### [About this task]
Copy out the listing from its first line up to and including the line that contains "negative clicks: (265, 198)".
[The data]
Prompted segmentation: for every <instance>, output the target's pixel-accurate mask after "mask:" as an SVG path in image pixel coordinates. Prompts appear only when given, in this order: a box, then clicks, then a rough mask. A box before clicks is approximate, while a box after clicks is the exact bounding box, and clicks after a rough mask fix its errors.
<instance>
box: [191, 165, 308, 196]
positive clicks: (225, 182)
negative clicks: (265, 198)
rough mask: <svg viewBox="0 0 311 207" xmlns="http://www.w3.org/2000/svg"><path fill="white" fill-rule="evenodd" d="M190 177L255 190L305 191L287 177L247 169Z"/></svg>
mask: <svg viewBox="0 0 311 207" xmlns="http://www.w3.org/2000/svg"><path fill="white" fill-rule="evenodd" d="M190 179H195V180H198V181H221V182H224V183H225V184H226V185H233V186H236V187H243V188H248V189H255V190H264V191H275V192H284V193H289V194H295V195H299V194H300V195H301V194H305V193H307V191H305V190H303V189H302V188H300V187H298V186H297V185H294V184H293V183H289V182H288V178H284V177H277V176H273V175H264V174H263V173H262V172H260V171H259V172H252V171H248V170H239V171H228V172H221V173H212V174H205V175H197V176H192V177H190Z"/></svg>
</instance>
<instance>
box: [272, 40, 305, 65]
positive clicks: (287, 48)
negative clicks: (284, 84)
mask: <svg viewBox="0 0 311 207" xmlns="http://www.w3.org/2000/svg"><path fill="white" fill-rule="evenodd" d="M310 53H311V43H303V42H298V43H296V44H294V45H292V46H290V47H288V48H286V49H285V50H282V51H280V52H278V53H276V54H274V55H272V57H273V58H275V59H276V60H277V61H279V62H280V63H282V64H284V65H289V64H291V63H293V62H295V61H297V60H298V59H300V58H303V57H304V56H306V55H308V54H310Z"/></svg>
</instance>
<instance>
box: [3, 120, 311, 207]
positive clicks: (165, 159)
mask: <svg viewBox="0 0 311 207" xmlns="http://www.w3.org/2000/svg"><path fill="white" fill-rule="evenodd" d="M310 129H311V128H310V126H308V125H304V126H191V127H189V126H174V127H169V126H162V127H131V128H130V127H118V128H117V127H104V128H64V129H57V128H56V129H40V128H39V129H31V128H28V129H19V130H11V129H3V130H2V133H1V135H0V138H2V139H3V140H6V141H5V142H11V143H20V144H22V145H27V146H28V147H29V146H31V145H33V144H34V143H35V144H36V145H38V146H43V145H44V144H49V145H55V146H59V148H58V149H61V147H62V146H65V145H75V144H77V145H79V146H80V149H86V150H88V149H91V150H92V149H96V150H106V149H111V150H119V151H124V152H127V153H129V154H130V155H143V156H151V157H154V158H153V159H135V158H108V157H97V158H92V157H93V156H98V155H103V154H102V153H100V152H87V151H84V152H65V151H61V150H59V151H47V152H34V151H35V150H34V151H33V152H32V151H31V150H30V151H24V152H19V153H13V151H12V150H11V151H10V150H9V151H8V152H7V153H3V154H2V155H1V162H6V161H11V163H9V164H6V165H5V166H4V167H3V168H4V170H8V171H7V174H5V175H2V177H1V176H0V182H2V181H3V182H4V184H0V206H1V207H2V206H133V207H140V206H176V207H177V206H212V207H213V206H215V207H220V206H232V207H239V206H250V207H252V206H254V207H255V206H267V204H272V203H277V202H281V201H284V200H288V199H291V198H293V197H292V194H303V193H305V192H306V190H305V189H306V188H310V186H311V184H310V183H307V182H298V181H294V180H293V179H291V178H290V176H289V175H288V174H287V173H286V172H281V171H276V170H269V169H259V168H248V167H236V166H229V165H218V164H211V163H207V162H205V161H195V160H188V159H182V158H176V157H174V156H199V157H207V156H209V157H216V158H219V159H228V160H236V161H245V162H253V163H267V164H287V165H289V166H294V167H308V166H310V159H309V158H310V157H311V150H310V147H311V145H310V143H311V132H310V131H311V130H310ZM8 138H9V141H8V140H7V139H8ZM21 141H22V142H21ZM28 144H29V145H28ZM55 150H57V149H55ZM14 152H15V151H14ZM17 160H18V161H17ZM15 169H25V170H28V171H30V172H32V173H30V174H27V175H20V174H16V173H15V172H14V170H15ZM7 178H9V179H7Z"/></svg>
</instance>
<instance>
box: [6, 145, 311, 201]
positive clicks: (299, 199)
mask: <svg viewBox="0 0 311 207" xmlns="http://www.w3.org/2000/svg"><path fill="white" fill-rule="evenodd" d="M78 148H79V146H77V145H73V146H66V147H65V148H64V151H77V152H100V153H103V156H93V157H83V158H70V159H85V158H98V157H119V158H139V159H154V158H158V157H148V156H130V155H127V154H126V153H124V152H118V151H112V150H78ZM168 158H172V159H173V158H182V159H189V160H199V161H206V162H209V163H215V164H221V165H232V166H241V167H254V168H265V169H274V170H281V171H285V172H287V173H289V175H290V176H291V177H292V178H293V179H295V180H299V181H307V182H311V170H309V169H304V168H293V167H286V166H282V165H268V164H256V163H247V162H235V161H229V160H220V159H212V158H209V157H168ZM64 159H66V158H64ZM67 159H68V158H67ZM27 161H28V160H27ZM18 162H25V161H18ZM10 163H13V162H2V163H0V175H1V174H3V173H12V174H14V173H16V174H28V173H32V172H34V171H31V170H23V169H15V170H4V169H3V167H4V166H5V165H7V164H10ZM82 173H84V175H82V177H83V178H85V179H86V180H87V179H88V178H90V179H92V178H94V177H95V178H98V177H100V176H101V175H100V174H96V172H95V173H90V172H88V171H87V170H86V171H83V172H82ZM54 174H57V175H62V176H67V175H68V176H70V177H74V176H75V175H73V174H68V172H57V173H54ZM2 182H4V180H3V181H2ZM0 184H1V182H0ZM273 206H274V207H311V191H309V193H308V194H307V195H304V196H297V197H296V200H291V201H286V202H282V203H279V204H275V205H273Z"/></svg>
[/The data]
### [Written response]
Prompted segmentation: for every <instance>, output the target's pixel-accurate mask after "mask:" as an SVG path in image pixel coordinates. Prompts appear only when given, in this order: a box, then clicks, then a rough mask. A box before clicks is approximate, while a box after clicks is the exact bounding box, and clicks after a rough mask fix its errors.
<instance>
box: [191, 165, 308, 196]
positive clicks: (225, 182)
negative clicks: (265, 198)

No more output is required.